■ **Jobs**:
(1) In the patch thread, how long does the wait for lmem initialization last?
(2) Reproduce the passage of the patch thread that begins at the words "On 4/9/2024 3:15" and stops after "of the task.".

■ **Text shown**:
····················
[CI 2/2] drm/xe: re-order lmem init check and wait for initialization to complete

Riana Tauro riana.tauro at intel.com
Wed Apr 10 12:08:19 UTC 2024



On 4/9/2024 3:15 AM, Rodrigo Vivi wrote:
> On Thu, Mar 28, 2024 at 11:32:57AM +0530, Riana Tauro wrote:
>> Lmem init check should be done only after pcode initialization
>> status is complete. Move lmem init check after pcode status
>> check. Also wait for a short while after pcode status check
>> to allow completion of the task.
>>
>> Failing to do so, can lead to aborting the module load
>> leaving the system unusable. Wait until the lmem initialization
>> is complete within a timeout (60s) or till the user aborts.
>>
>> v2: use bool as return type
>>      re-order the code comment (Rodrigo)
>>      add comment for deferring probe (Himal)
> 
> unfortunately this doesn't apply cleanly anymore.
> Could you please send another version? And wet try to merge it quickly next time.
Hi Rodrigo

Sorry, delayed in asking for the merge. The function name changed.
Resent the patch series after rebase

Thanks
Riana
> 
> Sorry,
> Rodrigo.
> 
>>
>> Signed-off-by: Riana Tauro <riana.tauro at intel.com>
>> Acked-by: Rodrigo Vivi <rodrigo.vivi at intel.com>
>> Reviewed-by: Himal Prasad Ghimiray<himal.prasad.ghimiray at intel.com>
>> ---
>>   drivers/gpu/drm/xe/xe_device.c | 62 +++++++++++++++++++++++++++++++++-
>>   drivers/gpu/drm/xe/xe_mmio.c   | 29 ----------------
>>   2 files changed, 61 insertions(+), 30 deletions(-)
>>
>> diff --git a/drivers/gpu/drm/xe/xe_device.c b/drivers/gpu/drm/xe/xe_device.c
>> index 69d05e610f03..be60fa5c05fc 100644
>> --- a/drivers/gpu/drm/xe/xe_device.c
>> +++ b/drivers/gpu/drm/xe/xe_device.c
>> @@ -413,12 +413,68 @@ static int xe_set_dma_info(struct xe_device *xe)
>>   	return err;
>>   }
>>   
>> +static bool verify_lmem_ready(struct xe_gt *gt)
>> +{
>> +	u32 val = xe_mmio_read32(gt, GU_CNTL) & LMEM_INIT;
>> +
>> +	return !!val;
>> +}
>> +
>> +static int wait_for_lmem_ready(struct xe_device *xe)
>> +{
>> +	struct xe_gt *gt = xe_root_mmio_gt(xe);
>> +	unsigned long timeout, start;
>> +
>> +	if (!IS_DGFX(xe))
····················
■ **Data section**:
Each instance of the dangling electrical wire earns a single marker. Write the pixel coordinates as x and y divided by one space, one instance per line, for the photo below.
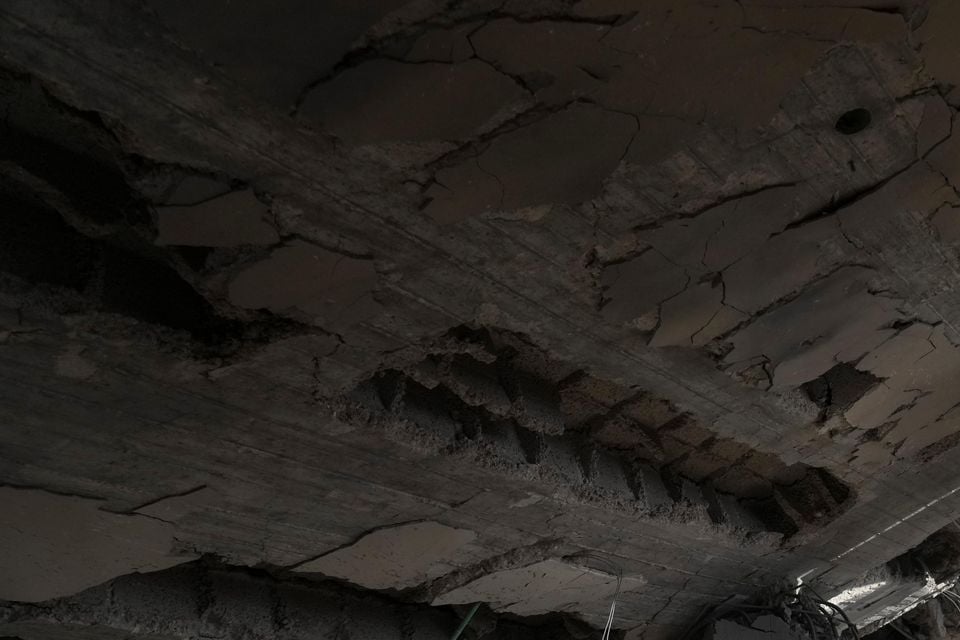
····················
■ **Answers for the exercise**:
(1) It lasts up to a 60-second timeout, or until the user aborts.

(2)
On 4/9/2024 3:15 AM, Rodrigo Vivi wrote:
> On Thu, Mar 28, 2024 at 11:32:57AM +0530, Riana Tauro wrote:
>> Lmem init check should be done only after pcode initialization
>> status is complete. Move lmem init check after pcode status
>> check. Also wait for a short while after pcode status check
>> to allow completion of the task.